Could you reproduce the lines below from the one with "Phrase: polar bear's front paw" through the one with "Phrase: polar bear's nose"? Keep both ends and add nothing.

====================

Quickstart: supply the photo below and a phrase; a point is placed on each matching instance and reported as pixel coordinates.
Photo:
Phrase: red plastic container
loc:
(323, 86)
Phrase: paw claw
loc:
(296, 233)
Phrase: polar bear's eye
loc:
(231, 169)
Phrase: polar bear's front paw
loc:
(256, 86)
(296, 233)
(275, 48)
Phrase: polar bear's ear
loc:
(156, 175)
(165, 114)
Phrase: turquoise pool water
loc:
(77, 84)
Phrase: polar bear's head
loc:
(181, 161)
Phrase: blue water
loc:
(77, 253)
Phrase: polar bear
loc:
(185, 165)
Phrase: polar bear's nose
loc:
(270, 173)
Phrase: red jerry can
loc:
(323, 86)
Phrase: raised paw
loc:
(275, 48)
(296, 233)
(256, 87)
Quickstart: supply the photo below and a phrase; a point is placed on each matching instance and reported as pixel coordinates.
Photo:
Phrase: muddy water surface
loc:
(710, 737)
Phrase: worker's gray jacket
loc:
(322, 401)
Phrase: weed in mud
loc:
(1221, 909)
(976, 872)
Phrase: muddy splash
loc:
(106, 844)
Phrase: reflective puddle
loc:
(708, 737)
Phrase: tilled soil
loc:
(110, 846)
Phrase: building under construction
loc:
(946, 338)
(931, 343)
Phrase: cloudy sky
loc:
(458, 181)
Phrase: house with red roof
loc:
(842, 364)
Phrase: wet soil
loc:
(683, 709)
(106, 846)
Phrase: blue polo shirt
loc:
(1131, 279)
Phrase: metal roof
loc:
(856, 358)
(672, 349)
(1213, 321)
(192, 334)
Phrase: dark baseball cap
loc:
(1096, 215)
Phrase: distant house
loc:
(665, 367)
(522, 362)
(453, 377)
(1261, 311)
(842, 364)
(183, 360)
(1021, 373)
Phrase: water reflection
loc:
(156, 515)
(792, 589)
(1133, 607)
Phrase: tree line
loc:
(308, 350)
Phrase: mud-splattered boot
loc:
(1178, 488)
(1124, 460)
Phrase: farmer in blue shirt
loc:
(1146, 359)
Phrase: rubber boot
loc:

====================

§ Response area:
Phrase: polar bear's front paw
loc:
(256, 86)
(296, 233)
(275, 48)
Phrase: polar bear's ear
loc:
(156, 175)
(165, 114)
Phrase: turquoise pool water
loc:
(77, 84)
Phrase: polar bear's head
loc:
(181, 161)
Phrase: blue water
loc:
(77, 253)
Phrase: polar bear
loc:
(185, 165)
Phrase: polar bear's nose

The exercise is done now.